» WHAT TO PRODUCE: Every entry below needs to be copied exactly.

» DATA:
....................

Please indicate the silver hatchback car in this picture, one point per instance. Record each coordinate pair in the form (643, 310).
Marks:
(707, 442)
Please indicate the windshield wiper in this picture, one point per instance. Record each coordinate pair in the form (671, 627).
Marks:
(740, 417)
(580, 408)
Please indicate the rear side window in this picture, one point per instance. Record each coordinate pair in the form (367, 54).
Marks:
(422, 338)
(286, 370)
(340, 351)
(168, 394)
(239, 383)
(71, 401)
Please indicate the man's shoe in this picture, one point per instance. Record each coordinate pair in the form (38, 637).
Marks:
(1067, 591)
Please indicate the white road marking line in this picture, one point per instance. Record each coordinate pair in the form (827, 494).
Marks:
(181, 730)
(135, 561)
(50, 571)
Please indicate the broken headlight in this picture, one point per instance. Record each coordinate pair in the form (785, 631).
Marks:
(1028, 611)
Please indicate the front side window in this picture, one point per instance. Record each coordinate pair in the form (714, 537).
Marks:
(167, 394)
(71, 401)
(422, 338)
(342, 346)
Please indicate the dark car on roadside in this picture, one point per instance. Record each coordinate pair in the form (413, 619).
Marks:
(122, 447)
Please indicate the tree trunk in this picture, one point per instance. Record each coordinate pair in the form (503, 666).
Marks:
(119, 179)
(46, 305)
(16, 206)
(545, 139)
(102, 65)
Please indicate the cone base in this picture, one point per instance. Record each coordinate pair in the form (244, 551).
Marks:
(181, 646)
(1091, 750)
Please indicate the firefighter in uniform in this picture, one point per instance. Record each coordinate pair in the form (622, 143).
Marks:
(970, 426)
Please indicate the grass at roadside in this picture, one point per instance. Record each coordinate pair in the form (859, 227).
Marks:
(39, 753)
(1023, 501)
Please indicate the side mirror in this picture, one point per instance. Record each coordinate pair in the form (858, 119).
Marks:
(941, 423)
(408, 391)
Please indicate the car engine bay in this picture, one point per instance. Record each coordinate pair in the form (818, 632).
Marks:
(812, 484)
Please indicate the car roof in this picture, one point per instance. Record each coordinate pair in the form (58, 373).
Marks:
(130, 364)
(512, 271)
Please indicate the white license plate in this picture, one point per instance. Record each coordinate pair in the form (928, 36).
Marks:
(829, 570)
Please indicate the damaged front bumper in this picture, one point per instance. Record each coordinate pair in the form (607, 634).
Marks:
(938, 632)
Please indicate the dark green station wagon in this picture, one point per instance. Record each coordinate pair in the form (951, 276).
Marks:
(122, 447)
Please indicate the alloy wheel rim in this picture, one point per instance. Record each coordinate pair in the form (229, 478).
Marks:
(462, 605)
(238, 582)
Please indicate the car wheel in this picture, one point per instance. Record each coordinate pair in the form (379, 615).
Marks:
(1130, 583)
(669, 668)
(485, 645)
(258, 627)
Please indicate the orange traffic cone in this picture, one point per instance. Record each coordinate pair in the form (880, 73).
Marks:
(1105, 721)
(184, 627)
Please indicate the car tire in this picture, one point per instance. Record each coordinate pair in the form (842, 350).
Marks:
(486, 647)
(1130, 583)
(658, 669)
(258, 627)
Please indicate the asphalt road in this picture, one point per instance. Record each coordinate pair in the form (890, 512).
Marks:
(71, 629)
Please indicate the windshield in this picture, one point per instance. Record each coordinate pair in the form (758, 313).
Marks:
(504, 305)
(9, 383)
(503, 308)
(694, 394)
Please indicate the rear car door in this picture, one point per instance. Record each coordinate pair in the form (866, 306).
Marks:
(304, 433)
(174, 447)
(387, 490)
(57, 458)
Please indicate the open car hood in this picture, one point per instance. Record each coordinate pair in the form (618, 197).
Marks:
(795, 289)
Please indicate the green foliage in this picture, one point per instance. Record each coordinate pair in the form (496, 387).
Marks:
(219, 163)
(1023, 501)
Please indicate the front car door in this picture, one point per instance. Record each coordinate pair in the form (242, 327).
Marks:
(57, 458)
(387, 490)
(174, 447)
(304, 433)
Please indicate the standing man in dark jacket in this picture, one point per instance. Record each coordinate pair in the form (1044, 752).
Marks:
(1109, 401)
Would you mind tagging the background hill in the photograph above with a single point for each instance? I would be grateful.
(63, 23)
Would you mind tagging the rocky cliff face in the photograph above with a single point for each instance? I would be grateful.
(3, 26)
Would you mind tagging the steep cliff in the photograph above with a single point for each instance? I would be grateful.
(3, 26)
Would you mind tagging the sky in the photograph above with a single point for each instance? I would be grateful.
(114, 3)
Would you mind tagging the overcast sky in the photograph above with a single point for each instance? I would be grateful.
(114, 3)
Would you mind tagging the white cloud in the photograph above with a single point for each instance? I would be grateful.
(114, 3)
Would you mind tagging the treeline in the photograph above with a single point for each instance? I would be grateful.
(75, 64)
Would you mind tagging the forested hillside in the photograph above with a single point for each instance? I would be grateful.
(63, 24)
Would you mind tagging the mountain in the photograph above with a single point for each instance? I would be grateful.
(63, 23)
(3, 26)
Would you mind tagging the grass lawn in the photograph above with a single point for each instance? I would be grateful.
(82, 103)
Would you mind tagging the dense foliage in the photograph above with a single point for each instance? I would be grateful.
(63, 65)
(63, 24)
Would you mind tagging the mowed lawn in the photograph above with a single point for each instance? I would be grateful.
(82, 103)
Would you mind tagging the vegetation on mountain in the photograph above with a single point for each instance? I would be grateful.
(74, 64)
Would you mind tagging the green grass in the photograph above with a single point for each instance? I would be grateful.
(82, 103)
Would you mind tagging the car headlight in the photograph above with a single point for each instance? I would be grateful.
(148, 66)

....................

» REPLY TO THE EXERCISE:
Please indicate the silver hatchback car in this picture, one point per instance. Record each coordinate pair in the form (643, 310).
Marks:
(707, 442)
Please indicate the windshield wiper in this picture, one point per instance. Record each coordinate pair in the form (671, 627).
Marks:
(740, 417)
(580, 408)
Please indicate the rear side window in this picture, one point per instance. Record each coordinate pair in the form (367, 54).
Marks:
(422, 338)
(286, 370)
(340, 351)
(168, 394)
(239, 383)
(71, 401)
Please indicate the man's shoe in this picture, one point per instance. Record each coordinate pair in the form (38, 637).
Marks:
(1067, 591)
Please indicate the white road marking line in this picture, one point per instance. Record each coordinate pair in the form (827, 494).
Marks:
(181, 730)
(135, 561)
(50, 571)
Please indicate the broken headlight in this picture, one point per instance. Record each coordinate pair in the form (785, 631).
Marks:
(1028, 611)
Please indicate the front side window in this picture, one point per instance. Record each coordinate pair in the form (714, 537).
Marks:
(167, 394)
(71, 401)
(422, 338)
(342, 346)
Please indicate the dark car on roadside in this picture, one point per instance. Record each coordinate pair in the form (413, 619).
Marks:
(122, 447)
Please indicate the tree trunk in this picture, one point per instance. Record each coordinate pair in the form (503, 666).
Marks:
(119, 179)
(46, 305)
(16, 206)
(545, 139)
(102, 65)
Please indicate the cone base in this picture, one point per instance. Record each coordinate pair in the form (244, 551).
Marks:
(181, 646)
(1091, 750)
Please indicate the firefighter in uniform in this picture, one point per instance. Record each coordinate pair in the form (622, 143).
Marks:
(970, 426)
Please indicate the grass at roadside in this picture, one point per instance. Record each coordinate pair in the form (859, 227).
Marks:
(39, 753)
(1023, 501)
Please indicate the side mirror in this picture, one point per instance. Record each coordinate pair in the form (858, 119).
Marks:
(941, 423)
(408, 391)
Please indicate the car engine bay in this picture, one point per instance. Record each coordinate pair in the form (818, 632).
Marks:
(812, 484)
Please indicate the car roof in this picture, one point per instance. Record each coordinate pair in the form (58, 373).
Marks:
(130, 364)
(512, 271)
Please indicate the white license plate in this picture, one point per instance. Record each coordinate pair in the form (928, 36).
Marks:
(829, 570)
Please indicate the damaged front bumper in this picture, one point per instance. Record each coordinate pair in the form (607, 634).
Marks:
(938, 632)
Please indicate the dark green station wagon in this picture, one point per instance. Record each coordinate pair in the form (951, 276).
Marks:
(122, 447)
Please indicate the alloy wheel rim in this picture, one point per instance. Record each coordinate pair in the form (229, 478).
Marks:
(462, 605)
(238, 582)
Please indicate the car wheel in this picture, one point per instance. Record each coordinate pair in the form (379, 615).
Marks:
(1130, 583)
(669, 668)
(485, 645)
(258, 627)
Please indicate the orange traffic cone in this picture, one point per instance. Record each coordinate pair in the form (880, 73).
Marks:
(1105, 721)
(184, 627)
Please indicate the car tire in this picture, one point per instance. Record each coordinate pair in the form (842, 350).
Marks:
(486, 647)
(1130, 583)
(658, 669)
(258, 627)
Please indicate the asphalt road in this picture, one point per instance. Record each coordinate pair in the form (890, 512).
Marks:
(71, 629)
Please indicate the windshield in this picture, one point per instance. Record each coordinate pair in the form (758, 313).
Marks:
(504, 305)
(9, 383)
(503, 308)
(694, 394)
Please indicate the rear car door in this picture, one point per instance. Record each coordinate pair in the form (866, 306).
Marks:
(304, 433)
(174, 447)
(387, 490)
(57, 458)
Please indicate the open car hood in this picture, one point per instance. Record each coordinate pair in the form (618, 197).
Marks:
(795, 289)
Please indicate the green foliage in this picture, one point per instance. Record each coordinate pair in the form (496, 387).
Marks:
(219, 163)
(1023, 501)
Please indicate the front car door in this picture, one point per instance. Record each coordinate pair in the form (242, 327).
Marks:
(57, 458)
(387, 490)
(174, 447)
(304, 433)
Please indicate the standing man in dark jacket in this picture, one point per instance. Record each coordinate pair in the form (1044, 752).
Marks:
(1109, 401)
Would you mind tagging the background hill in the photograph above with a single point for each instance? I would be grateful.
(63, 23)
Would you mind tagging the rocky cliff face in the photograph above with a single point for each instance? I would be grateful.
(3, 26)
Would you mind tagging the steep cliff in the photograph above with a single point for each instance? I would be grateful.
(3, 26)
Would you mind tagging the sky in the photograph above with a single point for each instance? I would be grateful.
(114, 3)
Would you mind tagging the overcast sky in the photograph above with a single point for each instance? I would be grateful.
(114, 3)
Would you mind tagging the white cloud in the photograph above with a single point for each instance? I would be grateful.
(114, 3)
Would you mind tagging the treeline in the photograph above with a single point for each instance? I would be grateful.
(75, 64)
Would you mind tagging the forested hillside in the photograph above with a single point for each instance? I would be grateful.
(63, 24)
Would you mind tagging the mountain in the photograph above with a single point for each instance? I would be grateful.
(63, 23)
(3, 26)
Would you mind tagging the grass lawn in the photograph above with a single point for each instance? I would be grateful.
(82, 103)
Would you mind tagging the dense foliage in the photograph above with a single point for each instance? I would be grateful.
(63, 65)
(63, 24)
Would you mind tagging the mowed lawn in the photograph above with a single point for each instance? I would be grateful.
(82, 103)
Would you mind tagging the vegetation on mountain in the photograph above with a single point for each instance? I would be grateful.
(74, 64)
Would you mind tagging the green grass in the photograph above with a single point for each instance? I would be grateful.
(82, 103)
Would you mind tagging the car headlight in the photograph above with a single point for each instance? I would be grateful.
(148, 66)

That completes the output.